フォーシーム平均は92マイル(約148キロ)前後まで戻り、20221年の右肘手術後で最高水準だった。それでもマイナー契約からメジャーに再昇格することは実現しなかった。
復調の鍵は調整方法の見直し。カブスの分析で、フォーシームをリリースする際「ボールの真後ろで放せているか」をチェック。球体の中心を力強く押し、スピンがかかるように投げることができるのか。リリースの瞬間、指先から伝える力がロスがないように伝わるかどうか。
現在のハイテク機器を使用した分析では、その強度と精度も数値化される。その数値が手術後で最も高かったと明かした。
日々の調整で、以前は使用していた公式球よりも重いボールを投げるトレーニングをやめた。右肘の負傷以降、重いボールを投げる際に自身も気付かぬうちに右肘への負担を逃がす投げ方が癖になり、リリースにズレが生じていた。体を縦に使うフォームに回帰したことも併せて本来の球質が戻った。
日本復帰は新たな挑戦だ。マエケンは「もう僕、浦島太郎状態ですよ」と笑う。前田が広島に在籍していた2015年当時とは、多くのレギュラーが入れ替わり、メンバー構成が変化した。昨今の投高打低を踏まえて「投げてみないと分からない」と慎重だ。
ただ、広島時代には投げていなかったスプリットのように、落ちるチェンジアップやツーシームを今は右打者にも使う投球術がある。「日本でやっていた時よりレベルアップできてる」と自分の成長には手応えがある。
ヤンキース3Aスクラントンで投げる前田
使用するボールや登板間隔の違いにも冷静に向き合う。日本のボールは「スライダーは絶対投げやすい」とし、得意球が生きる環境だと想定している。今季マイナーで中4日、中5日で90~100球を投げ続けた経験があり、日本式の中6日ローテでも体の不安は少ない。

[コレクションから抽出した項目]
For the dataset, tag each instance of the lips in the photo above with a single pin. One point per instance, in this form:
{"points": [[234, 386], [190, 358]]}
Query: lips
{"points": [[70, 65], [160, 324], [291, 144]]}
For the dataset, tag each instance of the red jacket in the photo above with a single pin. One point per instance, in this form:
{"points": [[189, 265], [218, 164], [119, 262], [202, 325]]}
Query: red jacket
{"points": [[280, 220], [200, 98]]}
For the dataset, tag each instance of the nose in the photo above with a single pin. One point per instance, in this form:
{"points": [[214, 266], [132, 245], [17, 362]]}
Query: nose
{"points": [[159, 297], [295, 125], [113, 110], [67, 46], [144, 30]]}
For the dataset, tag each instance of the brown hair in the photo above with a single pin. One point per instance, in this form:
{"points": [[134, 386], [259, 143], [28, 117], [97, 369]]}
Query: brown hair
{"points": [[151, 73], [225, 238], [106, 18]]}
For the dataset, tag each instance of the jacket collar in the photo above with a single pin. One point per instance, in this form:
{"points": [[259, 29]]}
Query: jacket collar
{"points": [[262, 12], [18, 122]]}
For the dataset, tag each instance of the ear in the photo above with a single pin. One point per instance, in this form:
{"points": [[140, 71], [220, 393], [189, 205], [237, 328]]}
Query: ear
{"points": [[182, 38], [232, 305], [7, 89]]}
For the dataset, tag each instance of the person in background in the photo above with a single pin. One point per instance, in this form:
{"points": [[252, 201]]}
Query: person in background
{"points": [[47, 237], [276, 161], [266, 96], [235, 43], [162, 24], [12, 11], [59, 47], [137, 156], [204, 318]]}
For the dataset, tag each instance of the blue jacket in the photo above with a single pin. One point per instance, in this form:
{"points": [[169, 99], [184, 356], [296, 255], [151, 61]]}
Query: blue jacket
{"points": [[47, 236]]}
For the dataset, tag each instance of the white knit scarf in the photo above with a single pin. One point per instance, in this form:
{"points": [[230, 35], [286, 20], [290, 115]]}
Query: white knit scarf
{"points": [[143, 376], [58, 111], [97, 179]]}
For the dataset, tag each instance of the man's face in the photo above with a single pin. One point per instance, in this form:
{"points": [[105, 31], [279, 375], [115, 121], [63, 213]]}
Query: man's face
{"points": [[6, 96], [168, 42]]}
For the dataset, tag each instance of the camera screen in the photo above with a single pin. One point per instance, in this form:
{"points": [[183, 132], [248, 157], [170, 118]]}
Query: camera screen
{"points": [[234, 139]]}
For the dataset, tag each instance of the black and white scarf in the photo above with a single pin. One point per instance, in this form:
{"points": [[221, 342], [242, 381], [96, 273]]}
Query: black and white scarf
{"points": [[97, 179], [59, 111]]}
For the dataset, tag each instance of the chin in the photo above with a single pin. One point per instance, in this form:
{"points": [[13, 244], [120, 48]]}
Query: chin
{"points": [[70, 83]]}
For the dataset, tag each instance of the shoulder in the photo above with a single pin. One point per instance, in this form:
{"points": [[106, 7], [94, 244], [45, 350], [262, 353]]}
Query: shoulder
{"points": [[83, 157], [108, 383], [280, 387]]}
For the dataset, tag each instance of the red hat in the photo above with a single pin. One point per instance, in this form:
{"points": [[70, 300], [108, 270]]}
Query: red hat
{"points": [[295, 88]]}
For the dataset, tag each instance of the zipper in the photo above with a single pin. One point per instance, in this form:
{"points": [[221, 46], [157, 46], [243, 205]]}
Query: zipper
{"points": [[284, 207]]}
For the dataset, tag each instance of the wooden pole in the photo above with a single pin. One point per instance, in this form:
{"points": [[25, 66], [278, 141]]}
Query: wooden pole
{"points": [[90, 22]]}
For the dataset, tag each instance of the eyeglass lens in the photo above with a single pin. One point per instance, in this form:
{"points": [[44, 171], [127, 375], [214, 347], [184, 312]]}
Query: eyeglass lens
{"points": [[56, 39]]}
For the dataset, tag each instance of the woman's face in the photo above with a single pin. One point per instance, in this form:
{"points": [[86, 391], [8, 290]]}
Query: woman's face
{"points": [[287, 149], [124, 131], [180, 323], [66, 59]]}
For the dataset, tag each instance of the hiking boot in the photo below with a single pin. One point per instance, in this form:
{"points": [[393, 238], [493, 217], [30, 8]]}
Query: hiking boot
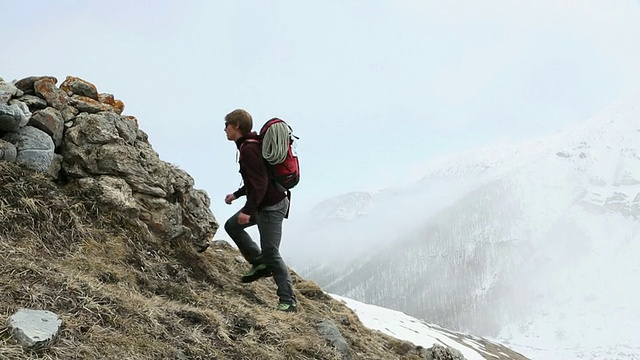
{"points": [[256, 272], [284, 307]]}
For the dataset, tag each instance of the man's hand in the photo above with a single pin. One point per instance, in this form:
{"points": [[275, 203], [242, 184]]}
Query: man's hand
{"points": [[243, 218], [229, 198]]}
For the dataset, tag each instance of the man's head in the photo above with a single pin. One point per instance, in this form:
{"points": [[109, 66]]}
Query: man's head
{"points": [[237, 124]]}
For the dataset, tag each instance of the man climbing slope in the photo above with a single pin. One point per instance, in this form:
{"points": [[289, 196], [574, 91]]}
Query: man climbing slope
{"points": [[266, 206]]}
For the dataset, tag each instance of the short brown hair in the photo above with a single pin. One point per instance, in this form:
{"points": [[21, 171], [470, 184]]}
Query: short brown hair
{"points": [[241, 118]]}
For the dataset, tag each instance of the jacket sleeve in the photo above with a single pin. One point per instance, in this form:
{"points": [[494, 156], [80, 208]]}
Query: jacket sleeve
{"points": [[255, 177], [240, 192]]}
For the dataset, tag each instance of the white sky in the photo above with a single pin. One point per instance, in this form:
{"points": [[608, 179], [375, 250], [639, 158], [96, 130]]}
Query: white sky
{"points": [[375, 89]]}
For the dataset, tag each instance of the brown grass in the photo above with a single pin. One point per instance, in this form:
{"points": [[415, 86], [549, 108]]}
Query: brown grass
{"points": [[123, 294]]}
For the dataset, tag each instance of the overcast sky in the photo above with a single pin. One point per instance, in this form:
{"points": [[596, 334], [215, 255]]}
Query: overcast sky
{"points": [[374, 89]]}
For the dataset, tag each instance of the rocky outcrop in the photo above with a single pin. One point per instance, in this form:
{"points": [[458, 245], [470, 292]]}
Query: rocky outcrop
{"points": [[80, 138]]}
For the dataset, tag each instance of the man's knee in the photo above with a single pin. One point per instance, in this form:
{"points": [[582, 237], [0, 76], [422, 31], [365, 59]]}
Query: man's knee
{"points": [[231, 225]]}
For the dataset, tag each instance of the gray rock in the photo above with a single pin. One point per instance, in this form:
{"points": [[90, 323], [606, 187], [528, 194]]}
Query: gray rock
{"points": [[50, 121], [34, 328], [10, 88], [33, 102], [12, 117], [34, 148], [110, 144], [27, 83], [110, 190], [80, 87], [4, 97], [331, 332], [8, 151], [438, 352]]}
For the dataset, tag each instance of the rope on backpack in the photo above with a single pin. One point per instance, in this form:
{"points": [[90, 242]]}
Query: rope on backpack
{"points": [[275, 143]]}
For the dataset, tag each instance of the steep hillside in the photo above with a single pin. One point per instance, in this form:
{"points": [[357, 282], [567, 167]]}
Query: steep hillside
{"points": [[541, 246], [124, 294], [98, 230]]}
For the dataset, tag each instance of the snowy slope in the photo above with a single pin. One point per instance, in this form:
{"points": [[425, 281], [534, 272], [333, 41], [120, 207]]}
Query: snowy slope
{"points": [[535, 244], [404, 327]]}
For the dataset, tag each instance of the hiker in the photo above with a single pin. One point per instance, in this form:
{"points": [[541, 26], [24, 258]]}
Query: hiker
{"points": [[266, 206]]}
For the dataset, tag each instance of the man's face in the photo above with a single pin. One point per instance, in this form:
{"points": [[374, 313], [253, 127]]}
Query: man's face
{"points": [[232, 131]]}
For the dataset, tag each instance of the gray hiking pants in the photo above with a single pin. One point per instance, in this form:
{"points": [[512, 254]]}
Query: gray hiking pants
{"points": [[269, 221]]}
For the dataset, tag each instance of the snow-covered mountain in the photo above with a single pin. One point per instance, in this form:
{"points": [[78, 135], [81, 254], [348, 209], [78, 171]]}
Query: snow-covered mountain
{"points": [[536, 244]]}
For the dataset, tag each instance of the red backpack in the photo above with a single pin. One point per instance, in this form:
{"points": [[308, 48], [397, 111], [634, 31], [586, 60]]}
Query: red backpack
{"points": [[276, 137]]}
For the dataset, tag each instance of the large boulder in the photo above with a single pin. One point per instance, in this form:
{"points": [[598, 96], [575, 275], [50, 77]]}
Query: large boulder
{"points": [[108, 144], [13, 116], [35, 148]]}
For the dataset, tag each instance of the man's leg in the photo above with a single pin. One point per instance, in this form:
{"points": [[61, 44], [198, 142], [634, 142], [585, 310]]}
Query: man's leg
{"points": [[248, 248], [269, 222]]}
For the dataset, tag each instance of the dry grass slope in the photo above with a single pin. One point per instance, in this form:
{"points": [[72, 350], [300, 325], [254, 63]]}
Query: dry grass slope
{"points": [[123, 294]]}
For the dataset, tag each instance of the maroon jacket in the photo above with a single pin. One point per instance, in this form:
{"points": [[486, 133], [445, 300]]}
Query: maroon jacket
{"points": [[258, 188]]}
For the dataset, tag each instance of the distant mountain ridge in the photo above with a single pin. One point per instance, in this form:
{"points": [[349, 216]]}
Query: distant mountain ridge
{"points": [[522, 233]]}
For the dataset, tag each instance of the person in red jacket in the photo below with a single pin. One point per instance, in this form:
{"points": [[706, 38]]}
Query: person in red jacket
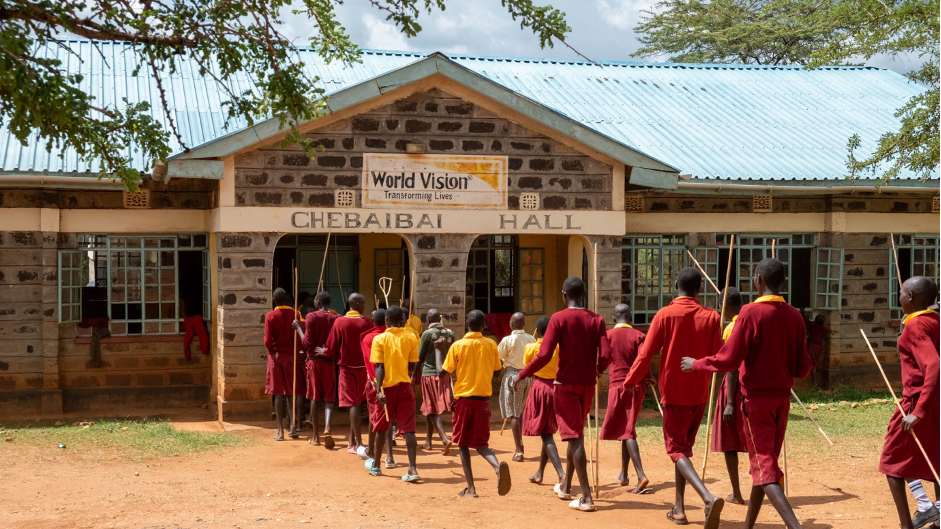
{"points": [[767, 346], [581, 336], [319, 370], [344, 344], [683, 328], [919, 351], [280, 343], [624, 404]]}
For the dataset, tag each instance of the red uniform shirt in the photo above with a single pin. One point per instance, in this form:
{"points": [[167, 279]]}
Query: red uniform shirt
{"points": [[344, 342], [582, 337], [918, 349], [682, 328], [767, 347], [318, 325], [625, 343], [366, 344], [279, 333]]}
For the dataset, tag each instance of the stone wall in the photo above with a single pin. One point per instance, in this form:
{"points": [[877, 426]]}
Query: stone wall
{"points": [[565, 179]]}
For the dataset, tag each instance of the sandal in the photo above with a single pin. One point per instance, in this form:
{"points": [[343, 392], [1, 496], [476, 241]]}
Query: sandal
{"points": [[579, 506], [677, 521], [562, 495]]}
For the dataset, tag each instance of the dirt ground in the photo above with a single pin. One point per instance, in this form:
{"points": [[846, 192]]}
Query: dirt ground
{"points": [[292, 484]]}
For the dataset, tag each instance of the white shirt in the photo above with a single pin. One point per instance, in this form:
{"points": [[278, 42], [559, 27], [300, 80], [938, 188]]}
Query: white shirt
{"points": [[512, 347]]}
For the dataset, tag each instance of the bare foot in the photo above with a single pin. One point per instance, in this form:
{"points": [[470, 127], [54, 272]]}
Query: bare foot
{"points": [[737, 500]]}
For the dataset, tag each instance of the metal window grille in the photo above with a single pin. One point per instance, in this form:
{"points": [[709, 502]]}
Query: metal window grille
{"points": [[139, 274], [138, 200], [529, 201], [761, 203], [918, 256], [345, 198], [828, 279], [532, 281], [634, 203], [649, 265]]}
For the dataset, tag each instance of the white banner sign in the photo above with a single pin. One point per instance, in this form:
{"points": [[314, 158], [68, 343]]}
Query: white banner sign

§ 課題の詳細:
前田投手の復調と日本復帰についての文章を、最後の文の後から書き継いでください。

§ 演習の解答:
仙台での再出発。「移籍、FA、マイナー、全部経験しました。ワールドチャンピオンになれなかった以外はね」と振り返る。不調やフォームを見失ったどん底も乗り越えた。「自分は感覚でやった方がいいタイプ」と原点も再確認した。
新天地で問われるのは、37歳のベテランが得た知識と経験を、チームの勝利にどう結び付けるか。楽天が求める役割、先発陣の柱と若手投手の“教材”になる存在。11年ぶりの日本で、マエケンの再挑戦が始まる。
文/写真:山田結軌(MLBジャーナリスト)
山田 結軌
1983年3月生まれ、新潟県出身。立教大時代にJ SPORTSの野球班でプロ野球中継の現場でスコアブックを書くアルバイトを経験した。サンケイスポーツに2007年4月入社、阪神、広島、楽天などを担当し、2016年2月より大学時代から夢みたMLB取材を続けている。2025年2月に18年間務めたサンケイスポーツを退社しフリーに転身。
X(旧:Twitter)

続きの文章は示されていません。